(Compiti da svolgere):
**1)** Secondo il testo su Trolls World Tour, quale tribù di Trolls ha il ruolo dei cattivi del film?
**2)** Riprendi il testo su Trolls World Tour e proseguilo a partire dall'ultima frase.

(Testo di partenza):
+++++

LA “LORE” DEI TROLLS

Se il primo episodio evitava una vera e propria contestualizzazione del mondo dei Trolls, con Trolls World Tour la casa di produzione di Shrek e Dragon Trainer (Dreamworks Animation) si concede il lusso di creare una vera e propria cosmologia attorno ai coloratissimi esserini protagonisti del franchise.
Legatissimi alla musica ancor più che in passato, i Trolls scoprono di essere solo una una di tante “tribù”, divise fra loro in tempi ancestrali a causa di diversi interessi musicali.

Accanto ai Pop Trolls che abbiamo già conosciuto in passato troviamo quindi i Tecno Trolls, i Funk Trolls, i Classic Trolls, i Country Trolls e infine i villain della pellicola, i Rock Trolls, decisi ad imporre il loro stile di vita su tutte le altre popolazioni. Il lavoro fatto attorno ad ognuna delle diverse categorie di Trolls è stupefacente: ogni diverso genere musicale è fedelmente riprodotto e trasposto non solo in una ponderata scelta delle canzoni (spesso volutamente didascalica, per esaltarne appieno i lati più divertenti), ma anche nelle diverse ambientazioni, nei colori, nello stile e nel look dei personaggi, addirittura anche nel carattere degli stessi, che finiscono per rispecchiare gli stereotipi più ironici di ogni diversa categoria. Lavoro che si allarga poi anche ad alcuni personaggi secondari che gettano nel grande universo dei Troll anche generi musicali più di nicchia, come il K-Pop, il Reggaeton, fino allo Yodel o allo Smooth Jazz.
Ogni personaggio, ogni musicalità riceve caratteristiche ben distinte e pensate fin nei minimi particolari: il lavoro di pre-produzione dietro il film animato è ben visibile e sembra voler costruire un incipit sul quale costruire svariati possibili spin-off in futuro.

+++++

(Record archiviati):
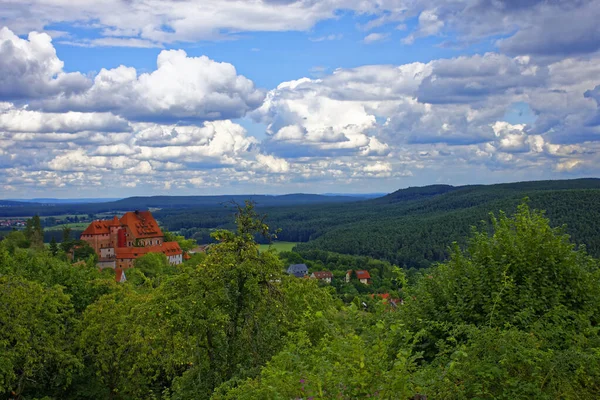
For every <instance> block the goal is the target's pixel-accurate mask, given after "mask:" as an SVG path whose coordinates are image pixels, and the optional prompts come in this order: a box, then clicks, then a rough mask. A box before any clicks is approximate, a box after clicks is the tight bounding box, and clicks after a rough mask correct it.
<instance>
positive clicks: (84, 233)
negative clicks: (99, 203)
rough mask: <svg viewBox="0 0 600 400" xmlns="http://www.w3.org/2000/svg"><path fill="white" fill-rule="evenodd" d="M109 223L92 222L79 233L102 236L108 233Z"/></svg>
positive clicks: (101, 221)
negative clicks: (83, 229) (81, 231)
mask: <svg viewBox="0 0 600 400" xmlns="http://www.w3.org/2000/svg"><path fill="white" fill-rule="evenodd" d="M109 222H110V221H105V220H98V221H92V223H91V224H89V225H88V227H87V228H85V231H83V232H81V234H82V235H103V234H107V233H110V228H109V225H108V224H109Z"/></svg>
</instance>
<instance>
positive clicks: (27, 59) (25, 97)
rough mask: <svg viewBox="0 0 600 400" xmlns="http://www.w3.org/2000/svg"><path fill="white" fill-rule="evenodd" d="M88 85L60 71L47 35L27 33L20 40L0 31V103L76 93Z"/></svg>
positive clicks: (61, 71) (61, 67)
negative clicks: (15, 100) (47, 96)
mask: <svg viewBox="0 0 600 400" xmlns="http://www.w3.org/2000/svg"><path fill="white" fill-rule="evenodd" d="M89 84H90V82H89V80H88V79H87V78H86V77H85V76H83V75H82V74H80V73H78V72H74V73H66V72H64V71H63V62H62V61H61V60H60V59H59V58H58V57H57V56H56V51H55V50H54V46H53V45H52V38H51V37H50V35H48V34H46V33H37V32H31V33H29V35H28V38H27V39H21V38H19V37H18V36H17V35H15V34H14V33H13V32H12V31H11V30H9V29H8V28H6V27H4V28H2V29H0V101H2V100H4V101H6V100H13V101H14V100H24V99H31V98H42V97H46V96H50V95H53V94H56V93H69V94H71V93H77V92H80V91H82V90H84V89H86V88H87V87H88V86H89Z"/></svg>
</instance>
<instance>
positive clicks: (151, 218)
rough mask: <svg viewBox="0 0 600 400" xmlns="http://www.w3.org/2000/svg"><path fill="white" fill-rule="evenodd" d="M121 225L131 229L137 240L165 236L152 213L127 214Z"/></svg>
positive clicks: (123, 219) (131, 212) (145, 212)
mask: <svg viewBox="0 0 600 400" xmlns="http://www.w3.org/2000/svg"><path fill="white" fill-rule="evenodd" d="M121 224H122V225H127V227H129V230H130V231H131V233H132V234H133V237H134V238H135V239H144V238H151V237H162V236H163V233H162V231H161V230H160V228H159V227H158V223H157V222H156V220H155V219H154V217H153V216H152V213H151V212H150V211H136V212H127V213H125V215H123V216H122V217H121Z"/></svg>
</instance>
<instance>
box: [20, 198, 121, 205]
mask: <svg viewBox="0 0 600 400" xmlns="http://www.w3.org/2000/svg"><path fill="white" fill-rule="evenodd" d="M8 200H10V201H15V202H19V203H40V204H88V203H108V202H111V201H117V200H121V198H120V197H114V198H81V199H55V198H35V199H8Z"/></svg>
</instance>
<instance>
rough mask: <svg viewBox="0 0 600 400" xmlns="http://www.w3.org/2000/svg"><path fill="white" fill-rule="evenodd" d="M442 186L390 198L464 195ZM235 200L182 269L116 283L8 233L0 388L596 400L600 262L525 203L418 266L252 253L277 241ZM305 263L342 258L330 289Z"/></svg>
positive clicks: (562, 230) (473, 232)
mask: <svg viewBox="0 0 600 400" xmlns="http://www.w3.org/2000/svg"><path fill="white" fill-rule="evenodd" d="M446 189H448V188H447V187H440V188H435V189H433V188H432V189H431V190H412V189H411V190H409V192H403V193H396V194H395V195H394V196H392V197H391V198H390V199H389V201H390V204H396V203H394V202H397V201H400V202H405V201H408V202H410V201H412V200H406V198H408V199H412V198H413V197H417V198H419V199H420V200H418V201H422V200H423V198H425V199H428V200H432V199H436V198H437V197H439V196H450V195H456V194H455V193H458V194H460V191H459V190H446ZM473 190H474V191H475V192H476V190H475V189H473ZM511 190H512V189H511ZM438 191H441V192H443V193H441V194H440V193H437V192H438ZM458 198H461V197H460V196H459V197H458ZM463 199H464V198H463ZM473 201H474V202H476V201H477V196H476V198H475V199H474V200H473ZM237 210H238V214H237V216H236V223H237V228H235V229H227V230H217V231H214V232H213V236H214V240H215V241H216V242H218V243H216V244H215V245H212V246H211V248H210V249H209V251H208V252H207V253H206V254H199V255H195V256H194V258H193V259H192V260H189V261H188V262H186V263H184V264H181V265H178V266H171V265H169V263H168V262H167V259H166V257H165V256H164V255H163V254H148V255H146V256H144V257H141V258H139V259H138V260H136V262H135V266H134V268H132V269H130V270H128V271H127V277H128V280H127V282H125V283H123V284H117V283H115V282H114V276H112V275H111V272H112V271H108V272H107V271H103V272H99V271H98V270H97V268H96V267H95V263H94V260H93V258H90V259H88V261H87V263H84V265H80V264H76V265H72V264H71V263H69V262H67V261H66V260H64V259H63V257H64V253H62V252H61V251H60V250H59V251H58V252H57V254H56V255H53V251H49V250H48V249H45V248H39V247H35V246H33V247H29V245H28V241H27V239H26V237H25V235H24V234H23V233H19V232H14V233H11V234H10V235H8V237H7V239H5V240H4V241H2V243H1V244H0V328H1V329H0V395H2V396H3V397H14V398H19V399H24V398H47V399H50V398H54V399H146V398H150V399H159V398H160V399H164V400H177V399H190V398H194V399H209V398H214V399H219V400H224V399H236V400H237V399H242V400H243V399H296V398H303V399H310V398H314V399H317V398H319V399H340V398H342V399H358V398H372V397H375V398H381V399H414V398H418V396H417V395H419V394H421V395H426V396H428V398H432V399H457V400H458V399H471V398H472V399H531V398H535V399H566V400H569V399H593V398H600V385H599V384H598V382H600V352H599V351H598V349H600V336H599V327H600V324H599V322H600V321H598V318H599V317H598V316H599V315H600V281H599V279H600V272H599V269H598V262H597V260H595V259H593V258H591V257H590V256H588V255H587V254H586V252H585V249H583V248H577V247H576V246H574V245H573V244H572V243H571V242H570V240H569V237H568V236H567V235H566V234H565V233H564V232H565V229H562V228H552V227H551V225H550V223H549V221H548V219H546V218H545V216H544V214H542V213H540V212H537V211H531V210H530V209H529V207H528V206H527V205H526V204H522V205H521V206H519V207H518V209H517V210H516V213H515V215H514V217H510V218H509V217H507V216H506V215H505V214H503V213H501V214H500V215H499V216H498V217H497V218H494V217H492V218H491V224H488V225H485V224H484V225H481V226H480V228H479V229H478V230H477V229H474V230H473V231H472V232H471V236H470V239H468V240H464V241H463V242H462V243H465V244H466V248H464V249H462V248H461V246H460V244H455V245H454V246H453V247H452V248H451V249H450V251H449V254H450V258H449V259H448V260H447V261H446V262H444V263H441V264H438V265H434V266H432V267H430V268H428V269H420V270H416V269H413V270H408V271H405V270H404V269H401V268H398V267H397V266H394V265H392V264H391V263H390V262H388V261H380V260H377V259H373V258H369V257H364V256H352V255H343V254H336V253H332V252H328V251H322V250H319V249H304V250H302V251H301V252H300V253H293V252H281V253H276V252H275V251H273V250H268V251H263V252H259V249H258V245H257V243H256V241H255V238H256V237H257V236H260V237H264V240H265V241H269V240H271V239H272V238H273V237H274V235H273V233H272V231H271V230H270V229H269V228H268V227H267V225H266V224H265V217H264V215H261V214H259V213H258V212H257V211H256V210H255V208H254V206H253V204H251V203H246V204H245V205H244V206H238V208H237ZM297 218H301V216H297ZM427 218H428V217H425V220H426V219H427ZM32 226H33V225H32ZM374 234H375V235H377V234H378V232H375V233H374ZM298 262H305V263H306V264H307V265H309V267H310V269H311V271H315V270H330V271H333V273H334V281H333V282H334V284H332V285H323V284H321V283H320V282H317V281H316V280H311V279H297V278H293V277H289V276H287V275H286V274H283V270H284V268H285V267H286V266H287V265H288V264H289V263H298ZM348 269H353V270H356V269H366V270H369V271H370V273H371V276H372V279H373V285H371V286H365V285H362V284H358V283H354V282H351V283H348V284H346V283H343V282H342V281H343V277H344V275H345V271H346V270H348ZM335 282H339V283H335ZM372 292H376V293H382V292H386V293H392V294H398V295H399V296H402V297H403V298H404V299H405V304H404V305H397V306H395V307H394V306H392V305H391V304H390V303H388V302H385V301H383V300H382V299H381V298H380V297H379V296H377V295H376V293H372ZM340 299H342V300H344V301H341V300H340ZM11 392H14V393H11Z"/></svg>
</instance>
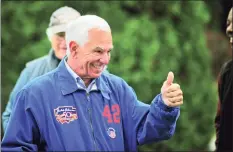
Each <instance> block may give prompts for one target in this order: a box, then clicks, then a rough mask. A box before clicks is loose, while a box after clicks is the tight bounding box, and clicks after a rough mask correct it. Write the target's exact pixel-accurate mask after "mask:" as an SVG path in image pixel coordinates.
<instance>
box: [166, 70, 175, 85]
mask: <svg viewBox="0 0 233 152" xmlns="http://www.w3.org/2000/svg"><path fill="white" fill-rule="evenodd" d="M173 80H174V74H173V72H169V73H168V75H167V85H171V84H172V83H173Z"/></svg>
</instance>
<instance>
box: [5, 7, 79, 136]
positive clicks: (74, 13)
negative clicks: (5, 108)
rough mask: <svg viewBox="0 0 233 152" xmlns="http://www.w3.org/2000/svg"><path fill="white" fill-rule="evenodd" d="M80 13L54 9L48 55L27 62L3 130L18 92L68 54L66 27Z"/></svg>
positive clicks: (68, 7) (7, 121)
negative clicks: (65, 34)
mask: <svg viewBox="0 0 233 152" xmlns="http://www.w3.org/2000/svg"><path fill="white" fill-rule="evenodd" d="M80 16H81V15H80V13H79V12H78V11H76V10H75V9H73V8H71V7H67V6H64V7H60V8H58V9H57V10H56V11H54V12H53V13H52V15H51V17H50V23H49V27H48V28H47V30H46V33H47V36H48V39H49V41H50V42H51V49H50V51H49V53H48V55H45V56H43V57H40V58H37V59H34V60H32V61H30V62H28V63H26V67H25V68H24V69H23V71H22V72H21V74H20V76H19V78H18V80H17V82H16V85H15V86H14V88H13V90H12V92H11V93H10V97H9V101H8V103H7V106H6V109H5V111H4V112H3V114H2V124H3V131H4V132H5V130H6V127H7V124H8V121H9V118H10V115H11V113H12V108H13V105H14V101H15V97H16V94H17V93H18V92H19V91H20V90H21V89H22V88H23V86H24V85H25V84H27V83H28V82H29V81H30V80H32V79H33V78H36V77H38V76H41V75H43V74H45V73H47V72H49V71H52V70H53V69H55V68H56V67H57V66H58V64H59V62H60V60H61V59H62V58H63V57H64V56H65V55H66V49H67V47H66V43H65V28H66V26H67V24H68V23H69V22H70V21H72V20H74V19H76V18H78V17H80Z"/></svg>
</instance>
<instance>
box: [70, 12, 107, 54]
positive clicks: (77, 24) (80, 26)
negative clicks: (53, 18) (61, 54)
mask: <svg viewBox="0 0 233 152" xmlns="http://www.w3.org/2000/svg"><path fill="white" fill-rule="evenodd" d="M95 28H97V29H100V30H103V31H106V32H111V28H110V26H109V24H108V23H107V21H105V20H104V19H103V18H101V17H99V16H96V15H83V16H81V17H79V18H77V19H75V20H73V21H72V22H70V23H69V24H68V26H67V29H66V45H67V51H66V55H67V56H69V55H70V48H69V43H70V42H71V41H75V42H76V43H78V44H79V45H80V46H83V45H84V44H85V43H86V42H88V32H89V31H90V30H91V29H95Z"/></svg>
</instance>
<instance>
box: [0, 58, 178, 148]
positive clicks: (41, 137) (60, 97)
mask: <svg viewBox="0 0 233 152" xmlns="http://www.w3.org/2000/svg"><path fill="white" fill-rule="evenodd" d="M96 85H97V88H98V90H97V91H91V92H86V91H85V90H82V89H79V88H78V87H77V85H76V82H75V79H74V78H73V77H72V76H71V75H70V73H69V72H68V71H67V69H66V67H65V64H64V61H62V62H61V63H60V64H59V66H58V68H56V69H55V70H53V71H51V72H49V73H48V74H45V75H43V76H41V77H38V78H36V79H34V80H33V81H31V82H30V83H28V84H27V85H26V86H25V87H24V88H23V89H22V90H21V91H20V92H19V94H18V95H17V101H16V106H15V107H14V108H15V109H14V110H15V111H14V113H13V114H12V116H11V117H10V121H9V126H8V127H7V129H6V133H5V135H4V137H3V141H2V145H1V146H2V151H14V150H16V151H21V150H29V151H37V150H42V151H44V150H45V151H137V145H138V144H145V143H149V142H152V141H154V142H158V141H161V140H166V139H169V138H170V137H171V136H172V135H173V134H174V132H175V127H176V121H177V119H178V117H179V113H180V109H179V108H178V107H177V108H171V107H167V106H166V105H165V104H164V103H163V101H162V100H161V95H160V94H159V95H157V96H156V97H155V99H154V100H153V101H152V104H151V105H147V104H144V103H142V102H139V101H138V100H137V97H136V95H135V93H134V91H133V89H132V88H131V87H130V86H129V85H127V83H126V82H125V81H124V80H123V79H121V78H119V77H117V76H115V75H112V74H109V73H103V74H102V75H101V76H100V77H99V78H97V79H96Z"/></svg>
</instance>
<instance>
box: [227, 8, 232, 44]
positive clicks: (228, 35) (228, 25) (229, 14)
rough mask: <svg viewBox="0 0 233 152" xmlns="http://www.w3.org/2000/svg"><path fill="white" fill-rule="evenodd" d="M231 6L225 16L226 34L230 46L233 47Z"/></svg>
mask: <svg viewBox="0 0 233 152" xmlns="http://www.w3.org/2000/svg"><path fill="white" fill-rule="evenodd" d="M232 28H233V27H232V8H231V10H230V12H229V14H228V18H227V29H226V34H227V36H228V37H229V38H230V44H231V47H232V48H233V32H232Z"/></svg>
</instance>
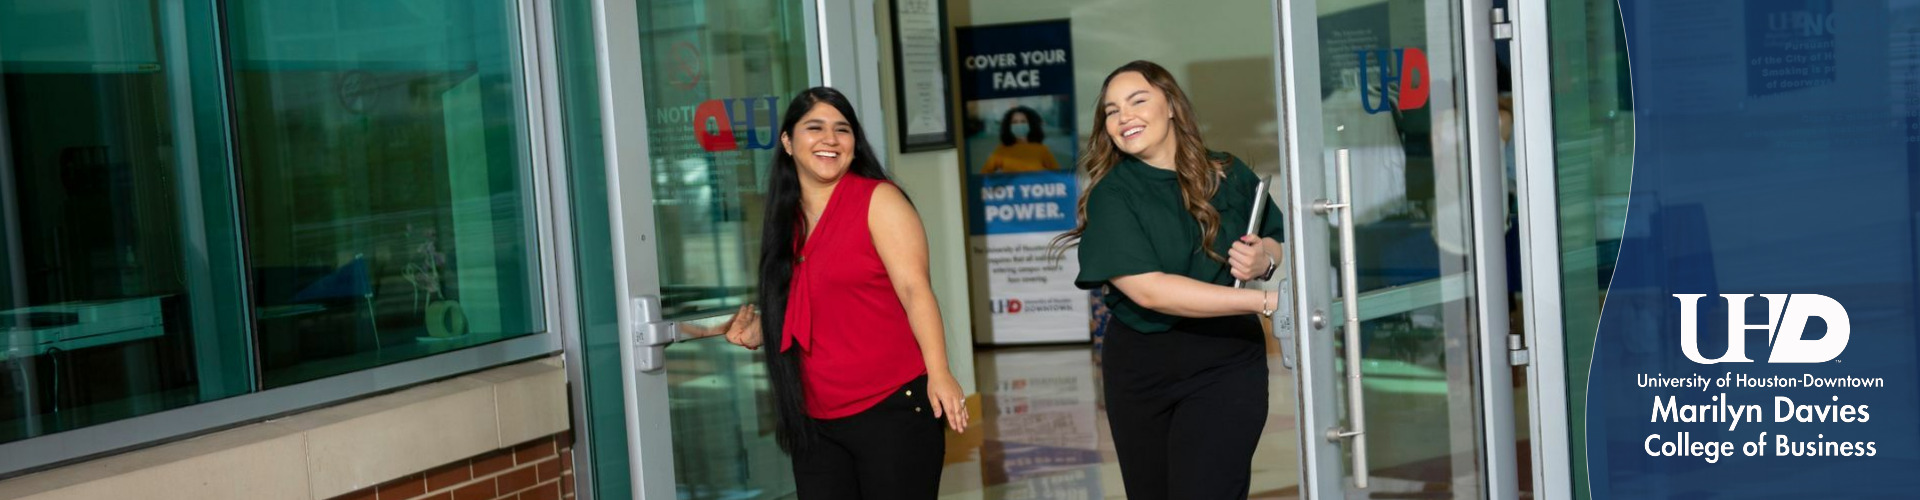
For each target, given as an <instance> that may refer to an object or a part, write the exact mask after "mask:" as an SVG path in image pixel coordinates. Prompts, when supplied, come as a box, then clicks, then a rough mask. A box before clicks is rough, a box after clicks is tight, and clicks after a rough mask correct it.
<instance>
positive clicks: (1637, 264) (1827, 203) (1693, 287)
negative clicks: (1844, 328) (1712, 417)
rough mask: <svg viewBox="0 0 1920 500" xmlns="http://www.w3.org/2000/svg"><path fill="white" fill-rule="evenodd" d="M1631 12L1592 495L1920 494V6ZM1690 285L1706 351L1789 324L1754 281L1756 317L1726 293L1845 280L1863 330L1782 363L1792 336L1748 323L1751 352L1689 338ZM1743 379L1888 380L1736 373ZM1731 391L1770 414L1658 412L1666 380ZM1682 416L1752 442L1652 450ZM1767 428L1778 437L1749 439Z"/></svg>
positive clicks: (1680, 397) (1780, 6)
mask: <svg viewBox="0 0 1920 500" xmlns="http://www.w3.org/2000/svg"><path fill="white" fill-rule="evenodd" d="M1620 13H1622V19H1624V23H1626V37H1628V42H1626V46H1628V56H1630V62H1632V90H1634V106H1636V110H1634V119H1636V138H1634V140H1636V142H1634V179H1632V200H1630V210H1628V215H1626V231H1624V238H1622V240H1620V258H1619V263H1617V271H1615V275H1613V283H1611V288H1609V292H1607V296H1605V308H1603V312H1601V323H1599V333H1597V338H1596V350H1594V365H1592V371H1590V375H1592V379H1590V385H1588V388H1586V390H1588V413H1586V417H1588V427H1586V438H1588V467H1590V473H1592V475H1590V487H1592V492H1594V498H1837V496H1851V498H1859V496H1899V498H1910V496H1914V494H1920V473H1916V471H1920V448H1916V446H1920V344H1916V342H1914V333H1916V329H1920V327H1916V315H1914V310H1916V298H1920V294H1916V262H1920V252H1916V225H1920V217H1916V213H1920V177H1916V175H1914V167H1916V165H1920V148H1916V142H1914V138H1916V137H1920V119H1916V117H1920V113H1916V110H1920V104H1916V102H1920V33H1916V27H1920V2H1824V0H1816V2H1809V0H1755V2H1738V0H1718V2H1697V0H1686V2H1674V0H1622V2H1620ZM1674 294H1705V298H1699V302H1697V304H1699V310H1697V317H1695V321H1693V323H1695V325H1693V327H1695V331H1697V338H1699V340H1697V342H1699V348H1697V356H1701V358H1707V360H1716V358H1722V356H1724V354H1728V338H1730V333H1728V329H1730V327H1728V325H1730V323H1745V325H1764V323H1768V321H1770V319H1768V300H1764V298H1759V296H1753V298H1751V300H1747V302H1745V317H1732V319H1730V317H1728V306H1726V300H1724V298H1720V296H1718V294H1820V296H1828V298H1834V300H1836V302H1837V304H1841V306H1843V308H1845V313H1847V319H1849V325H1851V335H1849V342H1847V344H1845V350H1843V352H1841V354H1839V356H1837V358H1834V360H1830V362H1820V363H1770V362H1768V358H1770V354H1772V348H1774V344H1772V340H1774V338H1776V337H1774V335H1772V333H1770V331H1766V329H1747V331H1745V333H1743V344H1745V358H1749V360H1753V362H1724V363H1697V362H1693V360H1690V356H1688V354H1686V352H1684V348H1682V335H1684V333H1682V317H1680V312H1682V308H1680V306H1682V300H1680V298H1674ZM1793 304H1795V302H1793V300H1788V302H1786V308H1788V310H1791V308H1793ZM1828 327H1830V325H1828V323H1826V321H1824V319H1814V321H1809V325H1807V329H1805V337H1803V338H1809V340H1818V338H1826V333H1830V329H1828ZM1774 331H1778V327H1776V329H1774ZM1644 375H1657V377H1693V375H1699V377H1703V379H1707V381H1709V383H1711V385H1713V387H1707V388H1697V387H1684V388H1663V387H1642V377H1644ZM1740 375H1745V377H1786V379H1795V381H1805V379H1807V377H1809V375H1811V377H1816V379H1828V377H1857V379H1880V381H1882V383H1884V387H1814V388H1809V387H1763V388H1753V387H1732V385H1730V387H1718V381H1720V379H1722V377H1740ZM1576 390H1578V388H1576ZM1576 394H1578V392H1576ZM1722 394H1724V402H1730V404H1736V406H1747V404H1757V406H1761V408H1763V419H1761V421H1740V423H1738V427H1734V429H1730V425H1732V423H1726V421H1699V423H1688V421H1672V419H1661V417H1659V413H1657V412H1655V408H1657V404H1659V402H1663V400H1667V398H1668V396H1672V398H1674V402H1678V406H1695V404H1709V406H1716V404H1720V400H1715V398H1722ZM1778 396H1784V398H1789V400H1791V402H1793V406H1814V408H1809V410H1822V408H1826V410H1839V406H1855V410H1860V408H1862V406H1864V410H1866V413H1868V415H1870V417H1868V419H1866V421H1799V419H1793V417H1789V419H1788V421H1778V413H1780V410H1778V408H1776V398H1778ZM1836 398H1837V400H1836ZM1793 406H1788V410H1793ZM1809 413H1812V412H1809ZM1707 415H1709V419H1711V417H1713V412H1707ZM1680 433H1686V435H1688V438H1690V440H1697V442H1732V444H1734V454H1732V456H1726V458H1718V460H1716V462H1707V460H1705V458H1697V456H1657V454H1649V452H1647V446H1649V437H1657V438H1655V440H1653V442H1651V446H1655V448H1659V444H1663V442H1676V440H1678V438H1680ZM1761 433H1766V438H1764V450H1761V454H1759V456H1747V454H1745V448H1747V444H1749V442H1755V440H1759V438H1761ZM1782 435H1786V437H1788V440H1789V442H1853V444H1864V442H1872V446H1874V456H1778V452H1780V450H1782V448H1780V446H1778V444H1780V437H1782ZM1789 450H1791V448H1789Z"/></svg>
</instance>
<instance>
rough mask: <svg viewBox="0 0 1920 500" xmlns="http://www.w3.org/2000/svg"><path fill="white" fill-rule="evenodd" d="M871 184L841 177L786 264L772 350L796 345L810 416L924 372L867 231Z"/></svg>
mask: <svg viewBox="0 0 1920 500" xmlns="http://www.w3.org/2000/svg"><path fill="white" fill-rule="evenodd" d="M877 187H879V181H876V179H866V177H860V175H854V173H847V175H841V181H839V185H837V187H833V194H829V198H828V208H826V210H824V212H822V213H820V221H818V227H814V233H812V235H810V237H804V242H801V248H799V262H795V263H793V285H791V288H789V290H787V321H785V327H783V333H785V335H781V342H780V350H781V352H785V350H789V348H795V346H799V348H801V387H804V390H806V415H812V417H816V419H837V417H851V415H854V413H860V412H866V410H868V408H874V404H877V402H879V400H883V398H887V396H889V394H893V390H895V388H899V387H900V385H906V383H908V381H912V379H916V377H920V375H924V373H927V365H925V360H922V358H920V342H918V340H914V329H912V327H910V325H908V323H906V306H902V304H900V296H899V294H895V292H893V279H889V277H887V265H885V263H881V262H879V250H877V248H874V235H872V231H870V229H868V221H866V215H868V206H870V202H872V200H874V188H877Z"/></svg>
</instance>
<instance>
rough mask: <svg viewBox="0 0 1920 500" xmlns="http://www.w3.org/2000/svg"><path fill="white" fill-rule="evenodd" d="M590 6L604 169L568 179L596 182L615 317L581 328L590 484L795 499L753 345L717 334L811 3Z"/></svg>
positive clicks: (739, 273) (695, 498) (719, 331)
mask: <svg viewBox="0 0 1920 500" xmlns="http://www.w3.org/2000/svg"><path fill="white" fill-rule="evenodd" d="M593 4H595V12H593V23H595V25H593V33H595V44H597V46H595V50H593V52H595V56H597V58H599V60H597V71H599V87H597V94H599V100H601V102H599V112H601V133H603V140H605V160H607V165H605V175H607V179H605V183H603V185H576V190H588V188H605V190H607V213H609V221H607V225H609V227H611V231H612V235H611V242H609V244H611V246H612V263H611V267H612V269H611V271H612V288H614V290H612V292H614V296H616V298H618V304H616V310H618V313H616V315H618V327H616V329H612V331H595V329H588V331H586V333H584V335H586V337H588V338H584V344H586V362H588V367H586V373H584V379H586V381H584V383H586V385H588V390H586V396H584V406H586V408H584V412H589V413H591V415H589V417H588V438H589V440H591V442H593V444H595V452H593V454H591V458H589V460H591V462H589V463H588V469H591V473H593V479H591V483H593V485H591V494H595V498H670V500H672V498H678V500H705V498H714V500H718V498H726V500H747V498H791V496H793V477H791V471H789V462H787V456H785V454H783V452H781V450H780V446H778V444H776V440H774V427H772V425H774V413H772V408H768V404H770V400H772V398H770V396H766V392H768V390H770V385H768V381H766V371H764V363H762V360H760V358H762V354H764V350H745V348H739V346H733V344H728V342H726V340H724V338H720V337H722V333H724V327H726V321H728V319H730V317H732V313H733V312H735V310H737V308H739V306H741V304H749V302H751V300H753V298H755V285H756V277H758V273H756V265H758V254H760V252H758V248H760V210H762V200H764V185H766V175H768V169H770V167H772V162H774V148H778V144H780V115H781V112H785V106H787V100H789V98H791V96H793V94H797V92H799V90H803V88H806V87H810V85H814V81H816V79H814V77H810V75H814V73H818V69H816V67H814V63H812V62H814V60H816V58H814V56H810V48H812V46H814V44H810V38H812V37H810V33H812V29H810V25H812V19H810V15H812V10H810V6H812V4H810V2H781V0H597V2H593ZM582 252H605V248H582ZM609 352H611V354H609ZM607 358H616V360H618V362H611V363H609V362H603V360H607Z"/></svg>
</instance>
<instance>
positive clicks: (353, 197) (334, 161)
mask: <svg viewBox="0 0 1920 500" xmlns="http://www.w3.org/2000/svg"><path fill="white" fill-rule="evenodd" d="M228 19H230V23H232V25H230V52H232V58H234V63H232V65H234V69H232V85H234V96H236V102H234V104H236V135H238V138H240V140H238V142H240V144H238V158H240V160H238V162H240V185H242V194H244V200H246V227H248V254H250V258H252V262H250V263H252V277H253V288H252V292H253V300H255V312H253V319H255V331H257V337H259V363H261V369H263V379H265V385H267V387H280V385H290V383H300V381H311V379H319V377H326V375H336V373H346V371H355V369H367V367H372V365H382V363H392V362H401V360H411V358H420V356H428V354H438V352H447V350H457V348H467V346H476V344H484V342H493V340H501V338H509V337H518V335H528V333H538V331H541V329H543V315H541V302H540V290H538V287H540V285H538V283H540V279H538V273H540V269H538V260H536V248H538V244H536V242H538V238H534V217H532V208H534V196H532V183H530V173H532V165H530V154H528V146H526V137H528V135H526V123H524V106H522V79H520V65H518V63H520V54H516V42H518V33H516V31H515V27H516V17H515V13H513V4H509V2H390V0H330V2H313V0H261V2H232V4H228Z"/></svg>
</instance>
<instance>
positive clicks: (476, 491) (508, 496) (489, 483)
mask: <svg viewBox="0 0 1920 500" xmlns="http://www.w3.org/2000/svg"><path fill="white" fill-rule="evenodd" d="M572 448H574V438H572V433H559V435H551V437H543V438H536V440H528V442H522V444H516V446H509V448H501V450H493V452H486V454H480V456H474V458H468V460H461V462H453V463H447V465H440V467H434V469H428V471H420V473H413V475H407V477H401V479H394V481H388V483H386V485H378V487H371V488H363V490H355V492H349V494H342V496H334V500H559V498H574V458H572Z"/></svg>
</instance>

+++++

(Risultati dell'esercizio):
**1)** I Rock Trolls.

**2)**
IL VIAGGIO DI POPPY

In Trolls assistevamo alla rocambolesca avventura della protagonista Poppy, principessa del suo popolo, impegnata nel mostrare ad un popolo di orchi “nati tristi”, i Bergen cosa fosse la felicità, in una parabola sull’autoaccettazione che culminava con la sua incoronazione a regina.
In Trolls World Tour il personaggio viene approfondito e condotto verso un viaggio di ricerca personale: Poppy, un tempo spumeggiante principessa senza alcun problema se non una vera e propria ossessione per le feste, il ballo e la musica (…e gli abbracci), è oggi una regina che deve far fronte alle responsabilità verso i suoi sudditi che il titolo comporta. Per far fronte alla minaccia della regina della Rock Music, la nostra protagonista si imbarca quindi in un viaggio insieme agli amici di sempre che diventa tanto metaforico quanto fisico, e che riesce incredibilmente bene a trasmettere tale dualismo sia allo spettatore più giovane che ad un pubblico più adulto, grazie alla immancabile doppia lettura che ormai i prodotti animati di questo tipo ci hanno abituato a cercare.

—–ATTENZIONE: DA QUI IN POI L’ARTICOLO POTREBBE CONTENERE SPOILER—–

LE DIVISIONI INTERNE

Il messaggio di Trolls World Tour è chiarissimo quanto malizioso: lo spettatore segue infatti fin dall’inizio gli intenti della ingenua Poppy tesi ad una “unificazione universale” dei generi musicali: la musica è per antonomasia un filo che unisce i popoli, e mai come per i Trolls dovrebbe rivestire un ruolo di riunificatrice universale.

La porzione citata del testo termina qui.